> **Source document**:
::::::::::

The National Hurling League is an annual inter-county hurling competition featuring teams from Ireland and England. Founded in 1925 by the Gaelic Athletic Association, it operates on a system of promotion and relegation within the league system.

The league has 35 teams divided into six divisions, with either five or six teams in each division. Promotion and relegation between these divisions is a central feature of the league. Although primarily a competition for Irish teams, teams from England – currently Lancashire, London and Warwickshire – also take part, while in the past New York also fielded a team for the latter stages of the league. Teams representing subdivisions of counties, such as Fingal and South Down have also participated at various times.

The National Hurling League has been associated with a title sponsor since 1985. Ford, Royal Liver and Church & General have all served as sponsors of the league since then. The competition is currently sponsored by Allianz and is officially known as the Allianz Hurling League.

The league season runs from January to March with each team in the group playing each other once. Division 1 of the league features the top twelve hurling teams split into two divisions of six. A knock-out stage follows for the four top-placed teams in each division. The winners of the Division 1 title are awarded the Dr Croke Cup and are officially regarded as the National Hurling League champions.

The National Hurling League title has been won by 10 different teams, 9 of whom have won the title more than once. The all-time record-holders are Tipperary and Kilkenny, who have won the league on 19 occasions. Waterford won the 2022 title.

History

Creation

Since 1887, the All-Ireland Championship had been steadily growing in interest and in participation. The championship, however, was largely confined to the summer months, resulting in a lack of top class inter-county action between September and April. Inter-county tournament games were popular as a way of filling the void, while some provinces organised their own pre-championship competitions, most notably the Thomond Feis in Munster. Several counties had also organised inter-club leagues as a means of supplementing the county championship by providing more games. While these had proved successful, it was decided to create a national senior inter-county league to provide games during the winter and spring months.

::::::::::

> **Excerpted records**:
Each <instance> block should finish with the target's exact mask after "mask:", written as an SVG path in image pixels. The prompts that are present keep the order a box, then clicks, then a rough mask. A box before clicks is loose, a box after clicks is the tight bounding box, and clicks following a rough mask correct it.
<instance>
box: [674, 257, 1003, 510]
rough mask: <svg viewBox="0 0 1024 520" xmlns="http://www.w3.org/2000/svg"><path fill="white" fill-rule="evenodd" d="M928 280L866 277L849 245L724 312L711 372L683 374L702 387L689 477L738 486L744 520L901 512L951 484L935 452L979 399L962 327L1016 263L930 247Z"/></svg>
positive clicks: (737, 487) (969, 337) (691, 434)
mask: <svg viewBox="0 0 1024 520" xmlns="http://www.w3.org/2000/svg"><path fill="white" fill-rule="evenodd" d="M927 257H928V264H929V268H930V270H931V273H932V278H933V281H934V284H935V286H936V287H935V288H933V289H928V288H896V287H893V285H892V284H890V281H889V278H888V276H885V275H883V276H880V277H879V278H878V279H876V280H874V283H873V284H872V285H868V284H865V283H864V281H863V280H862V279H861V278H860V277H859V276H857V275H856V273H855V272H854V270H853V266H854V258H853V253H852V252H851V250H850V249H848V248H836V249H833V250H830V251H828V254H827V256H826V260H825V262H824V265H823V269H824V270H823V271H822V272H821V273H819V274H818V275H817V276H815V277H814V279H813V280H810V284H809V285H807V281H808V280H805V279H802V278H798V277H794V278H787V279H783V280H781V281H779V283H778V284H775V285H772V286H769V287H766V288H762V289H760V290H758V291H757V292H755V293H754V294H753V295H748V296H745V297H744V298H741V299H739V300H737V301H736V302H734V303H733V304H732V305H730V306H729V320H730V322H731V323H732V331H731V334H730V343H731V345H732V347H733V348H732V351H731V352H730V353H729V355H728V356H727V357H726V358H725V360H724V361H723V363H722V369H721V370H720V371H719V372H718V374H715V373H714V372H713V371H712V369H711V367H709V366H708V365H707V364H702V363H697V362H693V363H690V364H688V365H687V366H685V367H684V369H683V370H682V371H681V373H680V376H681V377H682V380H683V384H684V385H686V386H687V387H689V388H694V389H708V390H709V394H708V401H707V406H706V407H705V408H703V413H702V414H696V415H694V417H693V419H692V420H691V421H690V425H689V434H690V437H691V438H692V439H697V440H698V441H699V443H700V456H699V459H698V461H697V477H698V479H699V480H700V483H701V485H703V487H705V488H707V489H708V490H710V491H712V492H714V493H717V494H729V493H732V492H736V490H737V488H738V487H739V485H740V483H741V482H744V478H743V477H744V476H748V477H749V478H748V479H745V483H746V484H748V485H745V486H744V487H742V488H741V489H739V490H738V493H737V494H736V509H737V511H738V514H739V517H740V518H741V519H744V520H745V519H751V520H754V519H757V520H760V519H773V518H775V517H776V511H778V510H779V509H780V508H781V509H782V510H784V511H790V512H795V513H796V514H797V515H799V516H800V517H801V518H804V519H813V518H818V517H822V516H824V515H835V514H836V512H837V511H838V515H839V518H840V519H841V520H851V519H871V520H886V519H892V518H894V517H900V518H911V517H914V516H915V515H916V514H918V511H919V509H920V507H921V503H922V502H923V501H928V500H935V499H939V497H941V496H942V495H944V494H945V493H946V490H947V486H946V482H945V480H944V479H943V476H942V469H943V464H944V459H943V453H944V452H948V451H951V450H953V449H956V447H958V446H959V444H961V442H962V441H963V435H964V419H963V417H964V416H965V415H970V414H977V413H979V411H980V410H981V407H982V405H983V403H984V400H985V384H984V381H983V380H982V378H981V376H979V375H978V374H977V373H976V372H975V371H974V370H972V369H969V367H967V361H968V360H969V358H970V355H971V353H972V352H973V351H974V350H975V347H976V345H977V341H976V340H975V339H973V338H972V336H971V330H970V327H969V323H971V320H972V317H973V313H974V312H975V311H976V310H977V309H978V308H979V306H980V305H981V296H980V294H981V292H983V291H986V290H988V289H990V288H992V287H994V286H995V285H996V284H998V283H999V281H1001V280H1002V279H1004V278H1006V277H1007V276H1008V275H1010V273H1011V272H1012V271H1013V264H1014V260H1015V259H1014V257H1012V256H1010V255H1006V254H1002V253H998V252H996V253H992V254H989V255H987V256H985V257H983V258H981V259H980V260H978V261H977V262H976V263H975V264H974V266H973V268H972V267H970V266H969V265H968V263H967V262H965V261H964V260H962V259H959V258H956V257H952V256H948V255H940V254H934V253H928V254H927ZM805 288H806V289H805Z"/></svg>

::::::::::

> **What this exercise asks**:
a - Using the National Hurling League text, decide whether each statement agrees with it. Answer yes or no for each, and quote the words that settle it.
(i) The Gaelic Athletic Association founded the league in 1925.
(ii) The league season runs from September to April.
(iii) Kilkenny alone holds the record for most league titles.
b - Answer these questions from the National Hurling League text.
(i) Which company currently sponsors the league?
(ii) Which team won the 2022 title?
(iii) Which Munster pre-championship competition does the text single out as the most notable?
The entries are separate material from the text about the National Hurling League.

> **Outputs in order**:
a -
(i) Yes: "Founded in 1925 by the Gaelic Athletic Association"
(ii) No: "The league season runs from January to March"
(iii) No: "The all-time record-holders are Tipperary and Kilkenny"

b -
(i) Allianz
(ii) Waterford
(iii) The Thomond Feis